■ WHAT TO PRODUCE ■
Count the lines in the records below that contain the string "light", and reply with only that number.

(Source records)
──────────────────────────────

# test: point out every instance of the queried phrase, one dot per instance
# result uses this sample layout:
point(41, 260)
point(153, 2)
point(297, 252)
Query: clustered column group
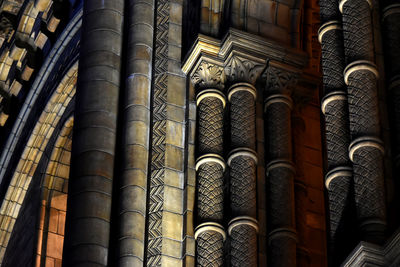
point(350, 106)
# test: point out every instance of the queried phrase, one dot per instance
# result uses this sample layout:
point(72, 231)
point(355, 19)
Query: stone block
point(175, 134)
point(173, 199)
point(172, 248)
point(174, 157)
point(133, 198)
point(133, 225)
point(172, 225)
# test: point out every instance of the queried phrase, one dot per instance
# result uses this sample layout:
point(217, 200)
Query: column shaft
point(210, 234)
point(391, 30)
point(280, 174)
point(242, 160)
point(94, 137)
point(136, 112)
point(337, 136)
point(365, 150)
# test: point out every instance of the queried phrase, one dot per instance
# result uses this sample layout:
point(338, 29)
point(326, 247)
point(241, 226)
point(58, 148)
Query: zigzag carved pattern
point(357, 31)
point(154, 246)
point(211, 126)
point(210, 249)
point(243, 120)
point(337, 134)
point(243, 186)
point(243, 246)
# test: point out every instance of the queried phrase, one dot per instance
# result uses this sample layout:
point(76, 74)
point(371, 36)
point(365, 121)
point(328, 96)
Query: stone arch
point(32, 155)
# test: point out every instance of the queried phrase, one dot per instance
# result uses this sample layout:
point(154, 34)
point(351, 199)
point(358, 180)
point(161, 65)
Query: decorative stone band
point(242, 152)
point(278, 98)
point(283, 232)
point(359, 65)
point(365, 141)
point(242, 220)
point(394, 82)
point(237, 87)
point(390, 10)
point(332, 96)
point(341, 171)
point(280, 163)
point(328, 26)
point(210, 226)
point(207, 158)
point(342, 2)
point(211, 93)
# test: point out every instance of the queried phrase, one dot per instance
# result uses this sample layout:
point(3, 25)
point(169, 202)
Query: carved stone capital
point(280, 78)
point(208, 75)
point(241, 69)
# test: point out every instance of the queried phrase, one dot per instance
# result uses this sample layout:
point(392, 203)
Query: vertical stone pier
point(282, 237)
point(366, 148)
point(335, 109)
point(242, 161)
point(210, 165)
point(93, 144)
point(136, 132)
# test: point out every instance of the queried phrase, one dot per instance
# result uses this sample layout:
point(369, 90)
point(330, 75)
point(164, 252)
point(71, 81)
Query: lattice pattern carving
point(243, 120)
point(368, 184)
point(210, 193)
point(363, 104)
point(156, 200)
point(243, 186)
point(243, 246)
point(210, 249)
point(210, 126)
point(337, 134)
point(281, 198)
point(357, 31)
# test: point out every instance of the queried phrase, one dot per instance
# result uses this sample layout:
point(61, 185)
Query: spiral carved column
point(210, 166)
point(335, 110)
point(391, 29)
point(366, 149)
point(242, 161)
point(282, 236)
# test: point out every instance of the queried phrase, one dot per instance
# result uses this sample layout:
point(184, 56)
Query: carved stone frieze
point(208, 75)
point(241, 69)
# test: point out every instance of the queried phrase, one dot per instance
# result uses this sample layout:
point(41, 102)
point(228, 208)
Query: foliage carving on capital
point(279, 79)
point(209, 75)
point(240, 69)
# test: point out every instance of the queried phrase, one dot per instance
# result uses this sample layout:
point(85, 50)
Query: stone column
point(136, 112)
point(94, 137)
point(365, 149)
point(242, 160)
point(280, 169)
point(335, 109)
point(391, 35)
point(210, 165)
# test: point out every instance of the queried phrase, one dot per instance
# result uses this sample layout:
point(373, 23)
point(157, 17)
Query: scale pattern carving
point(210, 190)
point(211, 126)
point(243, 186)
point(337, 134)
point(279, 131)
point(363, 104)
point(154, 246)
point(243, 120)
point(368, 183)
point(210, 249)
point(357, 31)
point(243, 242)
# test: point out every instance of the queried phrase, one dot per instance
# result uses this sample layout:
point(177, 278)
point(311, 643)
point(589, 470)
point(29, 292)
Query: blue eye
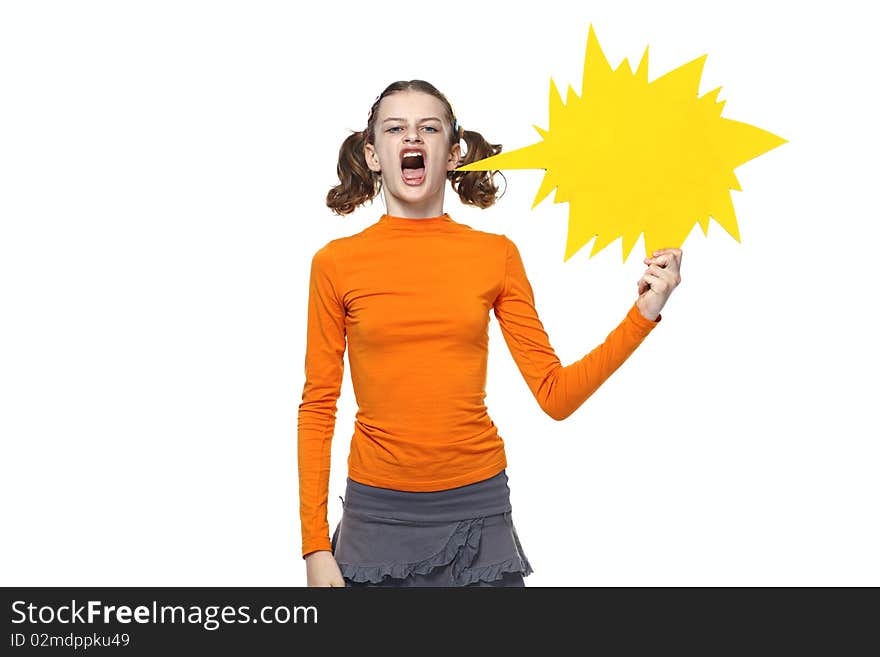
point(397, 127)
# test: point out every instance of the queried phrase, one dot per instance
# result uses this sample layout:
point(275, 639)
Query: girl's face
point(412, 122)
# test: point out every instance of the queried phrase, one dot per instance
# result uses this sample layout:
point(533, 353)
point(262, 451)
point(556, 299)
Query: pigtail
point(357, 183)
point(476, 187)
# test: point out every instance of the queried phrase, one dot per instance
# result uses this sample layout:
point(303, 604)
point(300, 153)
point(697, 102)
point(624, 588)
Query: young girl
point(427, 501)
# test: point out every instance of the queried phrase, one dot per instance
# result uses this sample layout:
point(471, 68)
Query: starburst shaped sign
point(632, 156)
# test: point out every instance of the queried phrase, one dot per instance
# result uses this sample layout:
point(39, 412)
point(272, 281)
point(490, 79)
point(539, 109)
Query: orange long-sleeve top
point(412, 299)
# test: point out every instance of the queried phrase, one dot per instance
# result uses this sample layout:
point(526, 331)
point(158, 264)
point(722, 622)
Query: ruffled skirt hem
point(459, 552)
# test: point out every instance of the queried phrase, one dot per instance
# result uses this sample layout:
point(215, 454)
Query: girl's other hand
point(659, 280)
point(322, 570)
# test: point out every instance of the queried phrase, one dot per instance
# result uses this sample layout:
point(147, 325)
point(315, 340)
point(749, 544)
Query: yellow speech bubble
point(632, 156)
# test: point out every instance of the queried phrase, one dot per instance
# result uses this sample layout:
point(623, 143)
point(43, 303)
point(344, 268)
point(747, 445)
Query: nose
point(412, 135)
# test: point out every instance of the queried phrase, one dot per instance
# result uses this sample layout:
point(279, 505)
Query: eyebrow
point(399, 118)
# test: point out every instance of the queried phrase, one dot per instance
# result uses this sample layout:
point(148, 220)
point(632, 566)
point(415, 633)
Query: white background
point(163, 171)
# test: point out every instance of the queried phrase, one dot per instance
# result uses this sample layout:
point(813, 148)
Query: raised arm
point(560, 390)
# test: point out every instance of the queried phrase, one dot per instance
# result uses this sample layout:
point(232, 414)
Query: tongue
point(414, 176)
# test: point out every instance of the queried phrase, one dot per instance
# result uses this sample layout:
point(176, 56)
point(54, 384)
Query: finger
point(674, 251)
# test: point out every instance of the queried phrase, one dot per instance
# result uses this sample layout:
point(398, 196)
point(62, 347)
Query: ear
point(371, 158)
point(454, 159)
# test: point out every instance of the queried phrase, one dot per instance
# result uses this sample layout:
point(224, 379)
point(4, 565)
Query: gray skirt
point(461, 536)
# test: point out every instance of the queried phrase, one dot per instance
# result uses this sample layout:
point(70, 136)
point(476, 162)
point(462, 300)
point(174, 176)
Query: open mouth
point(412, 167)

──────────────────────────────

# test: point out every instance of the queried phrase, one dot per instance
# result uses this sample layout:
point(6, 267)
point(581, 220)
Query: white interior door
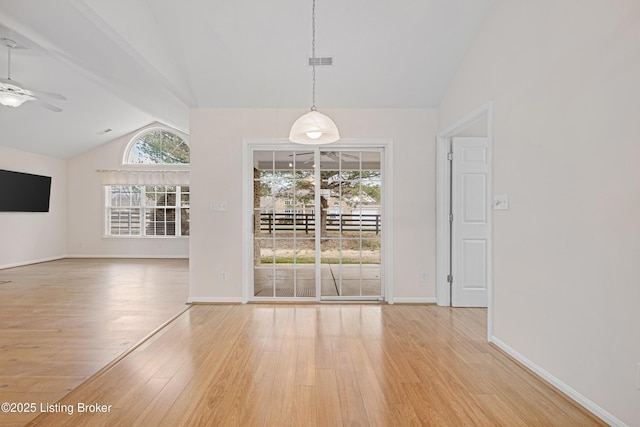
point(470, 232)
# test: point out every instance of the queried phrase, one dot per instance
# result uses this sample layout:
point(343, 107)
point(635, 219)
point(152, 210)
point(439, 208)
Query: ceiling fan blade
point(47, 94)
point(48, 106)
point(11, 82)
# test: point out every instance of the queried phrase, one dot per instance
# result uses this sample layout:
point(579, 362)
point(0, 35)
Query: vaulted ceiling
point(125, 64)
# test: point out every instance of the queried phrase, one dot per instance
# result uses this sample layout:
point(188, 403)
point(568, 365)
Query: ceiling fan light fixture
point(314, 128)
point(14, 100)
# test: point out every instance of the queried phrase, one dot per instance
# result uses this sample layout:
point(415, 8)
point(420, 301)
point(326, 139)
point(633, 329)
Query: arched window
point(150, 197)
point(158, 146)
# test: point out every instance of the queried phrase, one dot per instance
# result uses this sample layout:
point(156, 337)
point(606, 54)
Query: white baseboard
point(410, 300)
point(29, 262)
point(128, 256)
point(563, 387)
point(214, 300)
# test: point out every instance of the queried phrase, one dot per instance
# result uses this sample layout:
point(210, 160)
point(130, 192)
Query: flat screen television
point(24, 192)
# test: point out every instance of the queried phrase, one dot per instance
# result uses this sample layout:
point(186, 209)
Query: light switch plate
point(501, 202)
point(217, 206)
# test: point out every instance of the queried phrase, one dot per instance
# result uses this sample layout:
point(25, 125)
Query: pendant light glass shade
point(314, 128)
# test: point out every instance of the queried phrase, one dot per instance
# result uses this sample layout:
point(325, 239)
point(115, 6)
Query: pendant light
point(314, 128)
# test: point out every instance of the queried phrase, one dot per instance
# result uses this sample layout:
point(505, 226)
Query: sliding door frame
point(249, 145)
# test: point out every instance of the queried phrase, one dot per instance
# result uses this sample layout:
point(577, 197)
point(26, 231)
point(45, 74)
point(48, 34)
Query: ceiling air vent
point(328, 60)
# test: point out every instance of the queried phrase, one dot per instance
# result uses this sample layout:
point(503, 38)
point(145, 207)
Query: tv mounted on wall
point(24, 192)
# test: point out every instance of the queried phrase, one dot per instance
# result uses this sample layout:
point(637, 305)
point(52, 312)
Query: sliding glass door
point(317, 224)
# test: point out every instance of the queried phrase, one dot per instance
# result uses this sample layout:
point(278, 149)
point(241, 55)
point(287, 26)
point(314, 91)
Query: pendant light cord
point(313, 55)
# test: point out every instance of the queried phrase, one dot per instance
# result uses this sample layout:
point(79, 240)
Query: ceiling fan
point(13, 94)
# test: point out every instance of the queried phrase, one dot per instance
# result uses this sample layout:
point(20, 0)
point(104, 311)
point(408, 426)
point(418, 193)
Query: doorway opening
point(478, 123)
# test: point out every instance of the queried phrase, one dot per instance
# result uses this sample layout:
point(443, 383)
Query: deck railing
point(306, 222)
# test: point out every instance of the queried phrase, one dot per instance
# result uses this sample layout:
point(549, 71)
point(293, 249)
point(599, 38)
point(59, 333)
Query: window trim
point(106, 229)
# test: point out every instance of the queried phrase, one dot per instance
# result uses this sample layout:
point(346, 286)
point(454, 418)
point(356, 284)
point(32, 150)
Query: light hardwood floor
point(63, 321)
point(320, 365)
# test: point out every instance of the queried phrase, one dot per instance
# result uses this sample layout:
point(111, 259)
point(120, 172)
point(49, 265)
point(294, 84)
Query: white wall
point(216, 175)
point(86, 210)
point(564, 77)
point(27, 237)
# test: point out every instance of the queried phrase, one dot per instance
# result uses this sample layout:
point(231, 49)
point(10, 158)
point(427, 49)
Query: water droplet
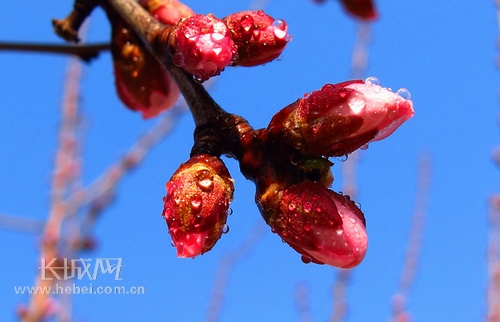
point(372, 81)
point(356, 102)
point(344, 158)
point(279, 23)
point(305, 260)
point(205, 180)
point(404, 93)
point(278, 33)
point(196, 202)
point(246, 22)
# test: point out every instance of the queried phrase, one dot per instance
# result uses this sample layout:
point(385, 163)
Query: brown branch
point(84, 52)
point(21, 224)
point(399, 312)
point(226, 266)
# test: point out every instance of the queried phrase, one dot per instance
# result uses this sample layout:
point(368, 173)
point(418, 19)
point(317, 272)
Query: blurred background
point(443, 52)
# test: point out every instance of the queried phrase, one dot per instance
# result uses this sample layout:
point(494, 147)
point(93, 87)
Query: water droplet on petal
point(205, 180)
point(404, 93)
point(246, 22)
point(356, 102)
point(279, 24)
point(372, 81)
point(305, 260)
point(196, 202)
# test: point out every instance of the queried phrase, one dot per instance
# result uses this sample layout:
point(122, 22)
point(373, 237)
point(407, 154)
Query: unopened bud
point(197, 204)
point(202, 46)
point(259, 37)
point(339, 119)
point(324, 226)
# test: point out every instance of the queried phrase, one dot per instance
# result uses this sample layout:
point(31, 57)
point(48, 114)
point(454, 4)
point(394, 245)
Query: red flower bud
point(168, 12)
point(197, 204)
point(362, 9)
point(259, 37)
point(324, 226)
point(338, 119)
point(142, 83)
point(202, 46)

──────────────────────────────

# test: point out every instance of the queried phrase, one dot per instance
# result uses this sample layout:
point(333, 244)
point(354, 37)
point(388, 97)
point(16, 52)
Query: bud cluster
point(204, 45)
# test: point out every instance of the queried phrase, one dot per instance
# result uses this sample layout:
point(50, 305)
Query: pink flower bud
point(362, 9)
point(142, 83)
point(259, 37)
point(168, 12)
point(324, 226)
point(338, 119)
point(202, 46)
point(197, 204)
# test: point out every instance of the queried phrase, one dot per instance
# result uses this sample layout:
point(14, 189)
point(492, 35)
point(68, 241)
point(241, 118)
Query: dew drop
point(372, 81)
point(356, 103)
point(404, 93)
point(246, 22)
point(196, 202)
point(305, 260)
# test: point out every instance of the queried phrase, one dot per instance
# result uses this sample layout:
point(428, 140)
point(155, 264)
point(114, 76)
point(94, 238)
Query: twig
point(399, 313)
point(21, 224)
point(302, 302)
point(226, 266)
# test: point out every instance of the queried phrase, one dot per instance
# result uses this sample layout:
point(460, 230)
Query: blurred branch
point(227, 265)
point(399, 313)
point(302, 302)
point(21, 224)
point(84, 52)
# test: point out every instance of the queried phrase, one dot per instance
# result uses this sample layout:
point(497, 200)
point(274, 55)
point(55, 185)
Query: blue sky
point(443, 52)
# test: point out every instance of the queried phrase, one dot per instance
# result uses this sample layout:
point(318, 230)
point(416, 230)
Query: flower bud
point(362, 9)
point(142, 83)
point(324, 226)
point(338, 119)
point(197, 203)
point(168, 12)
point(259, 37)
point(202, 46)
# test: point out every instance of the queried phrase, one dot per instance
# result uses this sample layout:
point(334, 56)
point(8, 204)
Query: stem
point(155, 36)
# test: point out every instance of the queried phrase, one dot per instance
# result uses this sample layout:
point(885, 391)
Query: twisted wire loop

──────────────────────────────

■ FINAL RESULT ■
6